▶ [INSTRUCTIONS FOR THE TASK] Beneath this instruction is a listing. Transcribe from it only the stretch from the line with "positive clicks: (126, 100) (122, 80)" through the line with "positive clicks: (235, 177)", both end lines included, exactly as written.
━━━━━━━━━━━━━━━━━━━━━━━━━━━━━━
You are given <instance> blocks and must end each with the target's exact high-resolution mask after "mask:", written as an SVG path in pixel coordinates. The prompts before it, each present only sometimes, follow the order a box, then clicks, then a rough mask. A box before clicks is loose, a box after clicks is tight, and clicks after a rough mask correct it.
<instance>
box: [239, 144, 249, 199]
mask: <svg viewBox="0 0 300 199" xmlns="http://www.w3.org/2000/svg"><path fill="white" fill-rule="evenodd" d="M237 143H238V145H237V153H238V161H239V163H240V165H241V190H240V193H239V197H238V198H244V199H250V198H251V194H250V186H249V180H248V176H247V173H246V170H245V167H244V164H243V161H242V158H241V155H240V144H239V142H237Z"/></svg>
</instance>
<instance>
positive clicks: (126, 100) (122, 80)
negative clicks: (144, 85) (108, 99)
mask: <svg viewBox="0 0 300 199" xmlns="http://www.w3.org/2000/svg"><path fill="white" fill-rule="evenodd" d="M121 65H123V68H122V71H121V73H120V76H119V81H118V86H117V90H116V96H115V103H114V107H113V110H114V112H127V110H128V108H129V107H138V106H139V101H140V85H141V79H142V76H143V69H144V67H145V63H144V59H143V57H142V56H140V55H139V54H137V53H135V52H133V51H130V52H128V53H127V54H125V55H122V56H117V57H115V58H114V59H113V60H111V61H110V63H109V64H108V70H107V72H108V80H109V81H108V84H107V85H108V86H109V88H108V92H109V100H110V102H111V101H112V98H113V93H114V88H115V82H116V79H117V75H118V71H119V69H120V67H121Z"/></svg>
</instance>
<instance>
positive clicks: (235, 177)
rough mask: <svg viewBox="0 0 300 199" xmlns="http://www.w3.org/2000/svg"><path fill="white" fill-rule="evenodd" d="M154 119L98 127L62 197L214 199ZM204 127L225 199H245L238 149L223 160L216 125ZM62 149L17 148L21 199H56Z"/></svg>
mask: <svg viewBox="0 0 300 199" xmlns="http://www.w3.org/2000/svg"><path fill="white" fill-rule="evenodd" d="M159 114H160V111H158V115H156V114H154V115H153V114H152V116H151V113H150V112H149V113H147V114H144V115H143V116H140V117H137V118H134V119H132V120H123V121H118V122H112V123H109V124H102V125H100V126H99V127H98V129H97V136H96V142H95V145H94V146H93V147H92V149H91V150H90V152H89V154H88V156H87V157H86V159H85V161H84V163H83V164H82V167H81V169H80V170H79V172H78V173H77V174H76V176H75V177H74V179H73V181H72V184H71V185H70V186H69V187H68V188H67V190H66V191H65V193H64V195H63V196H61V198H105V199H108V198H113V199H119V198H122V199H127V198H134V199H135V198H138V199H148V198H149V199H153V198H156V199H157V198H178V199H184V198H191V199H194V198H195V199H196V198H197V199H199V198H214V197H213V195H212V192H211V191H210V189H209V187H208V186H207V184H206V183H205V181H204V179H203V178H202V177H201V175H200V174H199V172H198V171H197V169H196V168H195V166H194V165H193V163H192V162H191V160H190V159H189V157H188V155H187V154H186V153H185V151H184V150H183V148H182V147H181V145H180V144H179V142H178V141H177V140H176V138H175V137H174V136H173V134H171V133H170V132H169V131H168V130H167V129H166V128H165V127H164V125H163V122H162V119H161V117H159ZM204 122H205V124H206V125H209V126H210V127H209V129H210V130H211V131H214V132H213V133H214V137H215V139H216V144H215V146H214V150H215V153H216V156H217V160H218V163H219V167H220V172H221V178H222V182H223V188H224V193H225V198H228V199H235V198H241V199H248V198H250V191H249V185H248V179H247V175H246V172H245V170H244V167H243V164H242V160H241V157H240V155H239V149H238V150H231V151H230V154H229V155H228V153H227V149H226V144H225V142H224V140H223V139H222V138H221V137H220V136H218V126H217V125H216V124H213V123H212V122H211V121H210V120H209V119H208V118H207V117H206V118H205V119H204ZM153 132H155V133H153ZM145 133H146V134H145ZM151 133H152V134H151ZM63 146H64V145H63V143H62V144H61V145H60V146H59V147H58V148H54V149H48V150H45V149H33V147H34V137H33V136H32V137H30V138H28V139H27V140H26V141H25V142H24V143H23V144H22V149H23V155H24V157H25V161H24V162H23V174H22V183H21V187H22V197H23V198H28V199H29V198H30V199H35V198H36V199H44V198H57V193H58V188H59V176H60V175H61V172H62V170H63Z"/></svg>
━━━━━━━━━━━━━━━━━━━━━━━━━━━━━━
▶ [ANSWER TO THE PROBLEM]
positive clicks: (126, 100) (122, 80)
negative clicks: (144, 85) (108, 99)
mask: <svg viewBox="0 0 300 199" xmlns="http://www.w3.org/2000/svg"><path fill="white" fill-rule="evenodd" d="M121 65H123V68H122V71H121V73H120V76H119V81H118V86H117V90H116V96H115V103H114V107H113V110H114V112H127V110H128V108H129V107H138V106H139V101H140V85H141V79H142V76H143V69H144V67H145V63H144V59H143V57H142V56H140V55H139V54H137V53H135V52H133V51H130V52H128V53H127V54H125V55H122V56H117V57H115V58H114V59H113V60H111V61H110V63H109V64H108V70H107V72H108V80H109V81H108V84H107V85H108V86H109V88H108V92H109V100H110V102H111V101H112V98H113V93H114V88H115V82H116V79H117V75H118V71H119V69H120V67H121Z"/></svg>
</instance>
<instance>
positive clicks: (235, 177)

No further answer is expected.